Description of the task
Pick out every line in the material below that contains the word "sole", and copy each of those lines in full.

Listed entries

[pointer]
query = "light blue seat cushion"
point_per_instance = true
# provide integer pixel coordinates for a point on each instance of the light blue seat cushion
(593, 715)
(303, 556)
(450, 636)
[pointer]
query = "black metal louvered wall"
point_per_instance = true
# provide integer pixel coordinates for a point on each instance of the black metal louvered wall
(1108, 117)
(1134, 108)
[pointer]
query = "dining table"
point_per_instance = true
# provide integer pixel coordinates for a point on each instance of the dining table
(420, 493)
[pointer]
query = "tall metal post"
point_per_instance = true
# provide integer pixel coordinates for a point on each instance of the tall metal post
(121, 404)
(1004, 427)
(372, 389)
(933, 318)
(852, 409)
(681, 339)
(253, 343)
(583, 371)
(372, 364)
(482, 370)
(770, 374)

--

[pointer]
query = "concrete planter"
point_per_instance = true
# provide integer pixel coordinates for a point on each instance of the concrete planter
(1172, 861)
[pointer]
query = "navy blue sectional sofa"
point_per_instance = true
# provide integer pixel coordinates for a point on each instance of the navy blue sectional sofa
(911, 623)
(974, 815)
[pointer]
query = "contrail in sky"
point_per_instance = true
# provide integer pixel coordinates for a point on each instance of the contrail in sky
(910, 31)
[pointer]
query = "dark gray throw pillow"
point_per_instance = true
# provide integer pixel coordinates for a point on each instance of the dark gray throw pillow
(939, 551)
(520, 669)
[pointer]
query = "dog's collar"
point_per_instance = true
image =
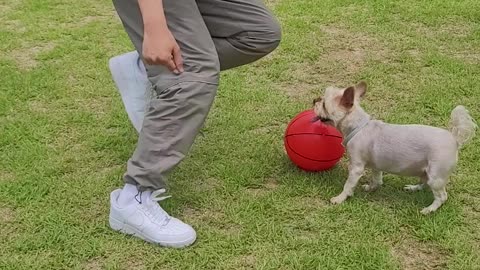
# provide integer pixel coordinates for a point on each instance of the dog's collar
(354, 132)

* * *

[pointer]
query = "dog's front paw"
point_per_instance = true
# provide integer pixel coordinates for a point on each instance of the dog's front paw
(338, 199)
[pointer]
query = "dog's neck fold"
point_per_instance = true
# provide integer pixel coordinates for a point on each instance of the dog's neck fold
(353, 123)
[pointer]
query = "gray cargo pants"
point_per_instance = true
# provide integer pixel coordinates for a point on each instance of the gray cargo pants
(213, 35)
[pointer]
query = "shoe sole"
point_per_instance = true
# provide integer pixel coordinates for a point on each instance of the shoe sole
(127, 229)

Solution to this task
query = "shoe sole"
# provide integer pixel coordinates for a point on each instance of the shoe sole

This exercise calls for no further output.